*Text extract*.

I just set up a website for my dad’s non-profit organization, the BBBC Foundation, at bbbcfoundation.wordpress.com, so you should all check it out and give me some feedback.
I’m a big fan of Lifetime and other made for TV movies, so I was really excited to finally have a free Sunday afternoon. I watched a little bit of SOAPnet’s Breakfast in Bed and then flipped over to the CW to watch a movie called Too Young to Marry. It started out great:
A teenage couple, Jessica and Max, with plans to go to Harvard together want to get married. They manage to convince their parents to let them.
From that point on the movie basically chronicles the first year of their marriage. She gets into Harvard, but he doesn’t. He takes a crappy construction job to support her. She pushes him to keep applying to schools for the spring semester. He thinks that means she’s ashamed of him for being a construction worker. They stop communicating. They start fighting. There’s another guy involved at one point. They go home for Thanksgiving. They end up getting back together. The end.

*Job A*. Locate each line in the rows that contains the word "dark", and copy those lines.
The rows have no connection to the post.

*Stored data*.
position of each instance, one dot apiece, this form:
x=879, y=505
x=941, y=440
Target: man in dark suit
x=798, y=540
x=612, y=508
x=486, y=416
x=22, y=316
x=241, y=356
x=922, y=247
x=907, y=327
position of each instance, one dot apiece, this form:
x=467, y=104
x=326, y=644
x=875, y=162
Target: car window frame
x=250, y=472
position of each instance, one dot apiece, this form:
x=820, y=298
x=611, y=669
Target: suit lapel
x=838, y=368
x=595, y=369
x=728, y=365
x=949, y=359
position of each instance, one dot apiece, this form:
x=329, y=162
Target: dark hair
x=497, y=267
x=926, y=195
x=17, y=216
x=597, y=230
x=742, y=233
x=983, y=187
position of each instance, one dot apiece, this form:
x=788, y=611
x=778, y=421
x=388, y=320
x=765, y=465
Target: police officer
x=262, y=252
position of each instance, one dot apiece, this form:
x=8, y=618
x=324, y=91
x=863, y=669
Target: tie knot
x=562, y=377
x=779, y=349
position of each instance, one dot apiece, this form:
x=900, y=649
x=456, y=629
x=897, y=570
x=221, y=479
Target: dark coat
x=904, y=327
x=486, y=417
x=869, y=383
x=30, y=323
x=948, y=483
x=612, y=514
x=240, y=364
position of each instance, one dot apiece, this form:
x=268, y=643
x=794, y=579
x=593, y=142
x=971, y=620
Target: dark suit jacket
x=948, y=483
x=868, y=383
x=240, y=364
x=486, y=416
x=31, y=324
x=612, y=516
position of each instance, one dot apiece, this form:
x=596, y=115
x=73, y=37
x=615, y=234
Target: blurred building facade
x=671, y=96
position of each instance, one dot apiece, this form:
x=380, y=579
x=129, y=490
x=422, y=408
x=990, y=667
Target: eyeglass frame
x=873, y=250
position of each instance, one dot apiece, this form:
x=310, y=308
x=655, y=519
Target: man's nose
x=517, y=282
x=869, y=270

*Job B*. Rewrite the part of the post between "I just set up" and "to let them.", inclusive, replacing "Harvard" with "Yale".

*Task result A*.
Target: man in dark suit
Target: dark hair
Target: dark coat
Target: dark suit jacket

*Task result B*.
I just set up a website for my dad’s non-profit organization, the BBBC Foundation, at bbbcfoundation.wordpress.com, so you should all check it out and give me some feedback.
I’m a big fan of Lifetime and other made for TV movies, so I was really excited to finally have a free Sunday afternoon. I watched a little bit of SOAPnet’s Breakfast in Bed and then flipped over to the CW to watch a movie called Too Young to Marry. It started out great:
A teenage couple, Jessica and Max, with plans to go to Yale together want to get married. They manage to convince their parents to let them.